Your assignment => Could you repeat all of the entries below, character for character?

Content starts

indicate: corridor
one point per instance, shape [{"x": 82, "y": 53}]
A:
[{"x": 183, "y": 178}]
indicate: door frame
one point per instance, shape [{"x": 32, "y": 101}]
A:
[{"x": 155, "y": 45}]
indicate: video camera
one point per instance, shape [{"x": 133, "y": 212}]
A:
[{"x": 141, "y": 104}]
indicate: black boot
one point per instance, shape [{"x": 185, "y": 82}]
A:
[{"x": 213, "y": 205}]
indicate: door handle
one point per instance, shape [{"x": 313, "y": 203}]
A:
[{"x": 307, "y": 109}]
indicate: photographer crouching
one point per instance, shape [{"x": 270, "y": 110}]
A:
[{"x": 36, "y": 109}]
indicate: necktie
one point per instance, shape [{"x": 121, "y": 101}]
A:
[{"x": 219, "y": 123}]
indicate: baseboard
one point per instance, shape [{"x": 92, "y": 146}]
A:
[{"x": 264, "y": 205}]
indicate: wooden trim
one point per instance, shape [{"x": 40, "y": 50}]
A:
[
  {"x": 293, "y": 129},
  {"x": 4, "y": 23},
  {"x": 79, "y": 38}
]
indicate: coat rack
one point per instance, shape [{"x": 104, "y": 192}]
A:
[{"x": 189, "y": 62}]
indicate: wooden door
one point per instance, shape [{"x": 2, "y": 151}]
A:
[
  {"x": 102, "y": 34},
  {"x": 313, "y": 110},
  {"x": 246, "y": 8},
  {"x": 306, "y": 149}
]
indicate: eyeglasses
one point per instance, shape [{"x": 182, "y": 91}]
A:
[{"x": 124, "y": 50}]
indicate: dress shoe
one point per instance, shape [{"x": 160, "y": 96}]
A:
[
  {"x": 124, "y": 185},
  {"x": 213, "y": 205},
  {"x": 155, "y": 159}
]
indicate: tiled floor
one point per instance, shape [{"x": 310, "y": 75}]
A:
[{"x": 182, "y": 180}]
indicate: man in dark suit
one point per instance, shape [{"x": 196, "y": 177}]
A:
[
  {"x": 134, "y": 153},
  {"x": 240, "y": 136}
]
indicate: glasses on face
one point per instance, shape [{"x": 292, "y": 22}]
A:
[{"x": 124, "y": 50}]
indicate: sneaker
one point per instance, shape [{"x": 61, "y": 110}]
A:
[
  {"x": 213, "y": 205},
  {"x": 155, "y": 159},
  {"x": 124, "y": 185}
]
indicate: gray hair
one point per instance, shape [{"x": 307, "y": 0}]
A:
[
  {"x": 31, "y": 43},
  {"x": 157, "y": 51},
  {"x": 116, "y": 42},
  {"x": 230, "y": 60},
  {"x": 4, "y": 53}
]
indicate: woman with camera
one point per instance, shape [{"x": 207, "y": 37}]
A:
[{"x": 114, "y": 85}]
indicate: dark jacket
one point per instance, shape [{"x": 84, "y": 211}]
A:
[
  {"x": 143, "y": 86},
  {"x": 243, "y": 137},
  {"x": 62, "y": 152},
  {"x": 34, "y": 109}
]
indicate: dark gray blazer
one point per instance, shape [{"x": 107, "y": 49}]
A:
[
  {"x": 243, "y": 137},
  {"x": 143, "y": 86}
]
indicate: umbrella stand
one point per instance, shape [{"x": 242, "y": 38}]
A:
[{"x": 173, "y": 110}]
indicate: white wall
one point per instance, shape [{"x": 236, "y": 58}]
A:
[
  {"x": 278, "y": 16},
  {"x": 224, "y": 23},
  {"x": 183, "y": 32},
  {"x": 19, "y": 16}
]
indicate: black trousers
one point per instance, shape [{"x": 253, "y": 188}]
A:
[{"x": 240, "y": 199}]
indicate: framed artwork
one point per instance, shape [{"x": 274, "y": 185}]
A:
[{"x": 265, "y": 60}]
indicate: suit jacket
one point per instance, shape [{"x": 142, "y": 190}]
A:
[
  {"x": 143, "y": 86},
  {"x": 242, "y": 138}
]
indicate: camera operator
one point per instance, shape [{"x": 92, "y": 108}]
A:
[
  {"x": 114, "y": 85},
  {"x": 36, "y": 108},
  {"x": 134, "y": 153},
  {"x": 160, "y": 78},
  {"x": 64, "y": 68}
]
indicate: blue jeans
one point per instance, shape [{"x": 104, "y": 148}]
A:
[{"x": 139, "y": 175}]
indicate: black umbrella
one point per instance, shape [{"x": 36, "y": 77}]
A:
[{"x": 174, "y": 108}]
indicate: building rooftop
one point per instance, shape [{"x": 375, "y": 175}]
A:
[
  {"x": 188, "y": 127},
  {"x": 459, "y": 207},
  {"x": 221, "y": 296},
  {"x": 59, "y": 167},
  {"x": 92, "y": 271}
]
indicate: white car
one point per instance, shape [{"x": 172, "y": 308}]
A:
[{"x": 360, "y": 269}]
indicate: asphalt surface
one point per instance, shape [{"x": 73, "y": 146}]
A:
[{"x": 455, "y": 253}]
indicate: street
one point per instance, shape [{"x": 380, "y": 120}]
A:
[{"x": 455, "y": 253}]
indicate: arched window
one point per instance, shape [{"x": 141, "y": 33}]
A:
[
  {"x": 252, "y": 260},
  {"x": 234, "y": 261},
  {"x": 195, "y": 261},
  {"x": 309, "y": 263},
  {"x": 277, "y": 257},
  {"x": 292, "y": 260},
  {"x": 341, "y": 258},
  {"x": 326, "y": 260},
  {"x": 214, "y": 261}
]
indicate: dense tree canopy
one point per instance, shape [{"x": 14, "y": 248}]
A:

Content ends

Problem solution =>
indicate: corridor
one point per instance, shape [{"x": 82, "y": 53}]
A:
[{"x": 183, "y": 178}]
indicate: door frame
one point per instance, shape [{"x": 32, "y": 101}]
A:
[{"x": 155, "y": 45}]
indicate: video camera
one point per instance, shape [{"x": 133, "y": 212}]
A:
[{"x": 141, "y": 104}]
indicate: black boot
one point per instance, shape [{"x": 185, "y": 82}]
A:
[{"x": 213, "y": 205}]
indicate: door handle
one point per instance, shape [{"x": 313, "y": 203}]
A:
[{"x": 307, "y": 109}]
indicate: photographer crouching
one point per instance, shape [{"x": 270, "y": 110}]
A:
[{"x": 36, "y": 109}]
indicate: necktie
one point per instance, shape [{"x": 121, "y": 101}]
A:
[{"x": 219, "y": 123}]
indicate: baseboard
one point per instance, shape [{"x": 92, "y": 146}]
A:
[{"x": 264, "y": 205}]
indicate: wooden trim
one point per instance, shape [{"x": 40, "y": 50}]
A:
[
  {"x": 293, "y": 129},
  {"x": 4, "y": 23},
  {"x": 79, "y": 38}
]
indicate: coat rack
one point per instance, shape [{"x": 104, "y": 192}]
A:
[{"x": 189, "y": 62}]
indicate: wooden door
one point per instance, shape [{"x": 2, "y": 151}]
A:
[
  {"x": 102, "y": 34},
  {"x": 313, "y": 110},
  {"x": 246, "y": 8},
  {"x": 306, "y": 149}
]
indicate: eyeglasses
one point per instance, shape [{"x": 182, "y": 91}]
A:
[{"x": 124, "y": 50}]
indicate: dress shoe
one point per instance, shape [{"x": 160, "y": 96}]
A:
[
  {"x": 124, "y": 185},
  {"x": 213, "y": 205},
  {"x": 155, "y": 159}
]
indicate: tiled floor
one point per instance, shape [{"x": 310, "y": 75}]
A:
[{"x": 182, "y": 180}]
indicate: man in dark suit
one point per instance, shape [{"x": 196, "y": 177}]
A:
[
  {"x": 134, "y": 153},
  {"x": 240, "y": 136}
]
indicate: glasses on face
one point per instance, shape [{"x": 292, "y": 22}]
A:
[{"x": 124, "y": 50}]
indicate: sneaker
one point per instance, shape [{"x": 61, "y": 110}]
A:
[
  {"x": 213, "y": 205},
  {"x": 155, "y": 159},
  {"x": 124, "y": 185}
]
indicate: gray hair
one point per instance, shape [{"x": 307, "y": 0}]
A:
[
  {"x": 31, "y": 43},
  {"x": 157, "y": 51},
  {"x": 116, "y": 42},
  {"x": 230, "y": 60},
  {"x": 4, "y": 53}
]
indicate: woman with camera
one point per instance, shape [{"x": 207, "y": 37}]
A:
[{"x": 114, "y": 85}]
indicate: dark jacket
one point per instance, shape [{"x": 84, "y": 211}]
A:
[
  {"x": 143, "y": 86},
  {"x": 243, "y": 137},
  {"x": 62, "y": 152},
  {"x": 34, "y": 109}
]
indicate: dark gray blazer
one point per instance, shape [{"x": 107, "y": 49}]
A:
[
  {"x": 243, "y": 137},
  {"x": 143, "y": 86}
]
indicate: umbrella stand
one point per instance, shape [{"x": 242, "y": 38}]
A:
[{"x": 173, "y": 110}]
indicate: white wall
one point per instance, shape [{"x": 236, "y": 58}]
A:
[
  {"x": 278, "y": 16},
  {"x": 224, "y": 23},
  {"x": 183, "y": 32},
  {"x": 19, "y": 16}
]
indicate: black trousers
one point per instance, shape [{"x": 253, "y": 188}]
A:
[{"x": 240, "y": 199}]
indicate: framed artwork
one point per instance, shape [{"x": 274, "y": 185}]
A:
[{"x": 265, "y": 60}]
indicate: suit jacket
one point per instance, shape [{"x": 142, "y": 190}]
A:
[
  {"x": 143, "y": 86},
  {"x": 242, "y": 138}
]
indicate: camera operator
one point per instance, shape [{"x": 92, "y": 108}]
A:
[
  {"x": 114, "y": 85},
  {"x": 36, "y": 108},
  {"x": 134, "y": 153},
  {"x": 160, "y": 78},
  {"x": 64, "y": 68}
]
indicate: blue jeans
one point per instance, shape [{"x": 104, "y": 148}]
A:
[{"x": 139, "y": 175}]
indicate: black umbrella
one point per instance, shape [{"x": 36, "y": 77}]
A:
[{"x": 174, "y": 108}]
indicate: building rooftop
one point per instance, shape [{"x": 375, "y": 175}]
A:
[
  {"x": 188, "y": 127},
  {"x": 459, "y": 207},
  {"x": 221, "y": 296},
  {"x": 59, "y": 167},
  {"x": 92, "y": 271}
]
indicate: white car
one point per instance, shape [{"x": 172, "y": 308}]
A:
[{"x": 360, "y": 269}]
indicate: asphalt surface
one point per instance, shape [{"x": 73, "y": 146}]
A:
[{"x": 455, "y": 253}]
indicate: street
one point per instance, shape [{"x": 380, "y": 120}]
A:
[{"x": 455, "y": 253}]
indicate: arched window
one point per instance, shape [{"x": 141, "y": 33}]
A:
[
  {"x": 252, "y": 260},
  {"x": 234, "y": 261},
  {"x": 195, "y": 261},
  {"x": 309, "y": 263},
  {"x": 277, "y": 257},
  {"x": 292, "y": 260},
  {"x": 341, "y": 258},
  {"x": 326, "y": 260},
  {"x": 214, "y": 261}
]
indicate: dense tree canopy
one point per instance, shape [{"x": 14, "y": 248}]
A:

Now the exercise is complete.